[Region pointing data]
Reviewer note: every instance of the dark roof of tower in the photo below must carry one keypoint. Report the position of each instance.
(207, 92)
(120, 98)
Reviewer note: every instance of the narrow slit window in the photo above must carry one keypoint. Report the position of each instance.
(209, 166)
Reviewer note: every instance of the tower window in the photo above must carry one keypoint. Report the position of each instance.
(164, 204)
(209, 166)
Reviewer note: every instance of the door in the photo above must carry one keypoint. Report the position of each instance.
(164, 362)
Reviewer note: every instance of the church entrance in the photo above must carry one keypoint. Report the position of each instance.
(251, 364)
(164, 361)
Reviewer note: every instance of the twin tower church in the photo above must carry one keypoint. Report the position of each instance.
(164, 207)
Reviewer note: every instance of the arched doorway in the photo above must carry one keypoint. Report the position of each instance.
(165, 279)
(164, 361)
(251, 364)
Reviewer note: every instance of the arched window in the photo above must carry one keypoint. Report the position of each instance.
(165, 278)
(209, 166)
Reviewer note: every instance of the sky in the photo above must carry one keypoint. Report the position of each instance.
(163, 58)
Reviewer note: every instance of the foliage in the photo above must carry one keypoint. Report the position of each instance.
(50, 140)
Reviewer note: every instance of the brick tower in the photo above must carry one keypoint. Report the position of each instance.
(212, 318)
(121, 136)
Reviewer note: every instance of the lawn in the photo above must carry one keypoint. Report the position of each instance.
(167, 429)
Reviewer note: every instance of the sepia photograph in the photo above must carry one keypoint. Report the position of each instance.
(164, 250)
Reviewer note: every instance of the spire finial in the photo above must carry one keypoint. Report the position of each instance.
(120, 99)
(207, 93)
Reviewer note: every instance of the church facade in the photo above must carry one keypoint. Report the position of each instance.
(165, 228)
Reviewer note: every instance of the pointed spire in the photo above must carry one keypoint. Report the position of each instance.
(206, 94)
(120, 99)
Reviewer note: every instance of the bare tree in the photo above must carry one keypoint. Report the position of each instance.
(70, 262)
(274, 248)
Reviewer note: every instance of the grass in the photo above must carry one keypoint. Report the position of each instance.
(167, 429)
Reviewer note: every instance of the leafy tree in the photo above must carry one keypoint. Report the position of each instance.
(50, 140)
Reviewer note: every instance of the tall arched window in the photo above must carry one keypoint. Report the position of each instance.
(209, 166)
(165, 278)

• _WHAT TO DO_: Each line above is to be reproduced exactly.

• _SOLUTION TO THIS EXERCISE_:
Reviewer note: every instance of the dark roof of tower in the photo below must carry one keypoint. Report the position of each instance.
(207, 92)
(120, 98)
Reviewer note: every instance of the narrow slit window in the photo above must carry one keypoint. Report the position of each instance.
(209, 166)
Reviewer note: every instance of the tower window in the photo above must carry one keypoint. Report the position of each instance.
(164, 204)
(209, 166)
Reviewer note: every instance of the door in the photo above must carry one keypoint. Report the position of each instance.
(164, 362)
Reviewer note: every instance of the church entrance in the photo above must carry one keypoint. Report the position of each instance.
(251, 364)
(164, 361)
Reviewer note: every instance of the twin tower church in the photo above must carry one keypoint. Report the position of each instance.
(164, 207)
Reviewer note: every instance of the arched doorway in the photo above must carry one keypoint. Report the position of each instance.
(165, 279)
(164, 361)
(251, 364)
Reviewer note: every instance of the arched window in the photo above must carry one keypoint. Report the position of each instance.
(165, 278)
(209, 166)
Reviewer note: every instance of the sky in the photo above must carry one keypoint. Report the position of each instance.
(163, 58)
Reviewer note: every instance of the foliage in the photo above must carry one keypoint. Report the position of each instance.
(50, 140)
Reviewer note: every instance of the brick tower in the photo above must carry one keypoint. Report the position of each instance.
(212, 318)
(121, 136)
Reviewer note: every instance of the lawn in the photo above must carry one keypoint. Report the position of each instance.
(167, 429)
Reviewer note: every instance of the sepia photograph in the photo above must carry one keypoint. Report the position of each instance.
(164, 250)
Reviewer note: every instance of the spire finial in the photo above must carry one keypoint. Report the position of each instance.
(120, 99)
(207, 93)
Reviewer note: every instance of the church facade in the photo above must carry one keypoint. Report the position of each instance.
(165, 228)
Reviewer note: every instance of the pointed spire in the photo above must carry one keypoint. Report the position of each instance.
(206, 94)
(120, 99)
Reviewer note: every instance of the bare tree in the photo above must carry one keypoint. Report the position of each instance.
(70, 262)
(274, 248)
Reviewer note: every instance of the grass in the photo above must carry one keypoint. Report the position of each instance.
(167, 429)
Reviewer note: every instance of the leafy tree in the photo above must carry one keypoint. Report the position of each instance.
(50, 140)
Reviewer note: every instance of the tall arched window in the photo above must carry one keypoint. Report the position of each instance.
(209, 166)
(165, 278)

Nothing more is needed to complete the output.